** start Dataset records **
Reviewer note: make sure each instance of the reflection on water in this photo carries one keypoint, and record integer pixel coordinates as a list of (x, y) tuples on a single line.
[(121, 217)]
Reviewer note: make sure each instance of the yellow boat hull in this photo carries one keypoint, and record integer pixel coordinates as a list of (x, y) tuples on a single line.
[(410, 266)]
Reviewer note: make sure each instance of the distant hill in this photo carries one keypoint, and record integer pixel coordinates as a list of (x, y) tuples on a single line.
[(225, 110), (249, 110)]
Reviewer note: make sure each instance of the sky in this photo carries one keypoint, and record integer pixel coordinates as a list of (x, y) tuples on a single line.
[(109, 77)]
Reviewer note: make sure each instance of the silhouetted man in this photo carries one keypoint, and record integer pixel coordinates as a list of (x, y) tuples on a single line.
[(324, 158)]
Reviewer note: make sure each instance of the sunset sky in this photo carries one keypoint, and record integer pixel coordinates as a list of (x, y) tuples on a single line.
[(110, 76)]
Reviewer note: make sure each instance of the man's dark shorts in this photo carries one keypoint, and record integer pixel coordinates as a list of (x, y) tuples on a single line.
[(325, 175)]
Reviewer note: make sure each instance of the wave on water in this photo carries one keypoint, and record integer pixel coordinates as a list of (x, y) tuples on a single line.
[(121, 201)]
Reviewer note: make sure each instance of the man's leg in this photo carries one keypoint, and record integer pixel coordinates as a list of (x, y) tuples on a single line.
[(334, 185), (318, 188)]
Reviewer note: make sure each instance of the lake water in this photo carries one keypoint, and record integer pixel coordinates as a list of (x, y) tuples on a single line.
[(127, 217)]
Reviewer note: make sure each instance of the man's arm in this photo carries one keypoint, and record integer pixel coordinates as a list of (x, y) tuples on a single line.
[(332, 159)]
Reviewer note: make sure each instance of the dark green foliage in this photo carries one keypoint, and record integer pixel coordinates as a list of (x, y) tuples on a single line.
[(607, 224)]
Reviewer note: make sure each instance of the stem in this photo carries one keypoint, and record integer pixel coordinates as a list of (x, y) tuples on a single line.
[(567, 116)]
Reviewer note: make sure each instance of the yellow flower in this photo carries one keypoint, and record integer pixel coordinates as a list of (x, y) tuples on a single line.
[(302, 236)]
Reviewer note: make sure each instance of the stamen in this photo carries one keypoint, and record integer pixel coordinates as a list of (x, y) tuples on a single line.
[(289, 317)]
** end Dataset records **
### Exercise
Could you repeat the items above word for word, starting at the line with "Reviewer note: make sure each instance of the dark" and continuing up to and including the final line of the items?

### Solution for this problem
Reviewer note: make sure each instance of the dark green foliage in this photo carries one keypoint, and record integer pixel coordinates as a list of (x, y) tuples on a single line.
[(607, 224)]
Reviewer note: make sure each instance of the stem in this photo carries one keypoint, and record integer pixel coordinates as a list of (x, y) tuples on a single line.
[(567, 116)]
Reviewer note: make sure each instance of the yellow flower in this photo carries one keypoint, and record integer pixel coordinates as a list of (x, y) tuples on a single line.
[(302, 236)]
Reviewer note: make sure each instance of the stamen in this photo carries one keypoint, and record integer pixel coordinates as a list of (x, y) tuples on a single line.
[(289, 317)]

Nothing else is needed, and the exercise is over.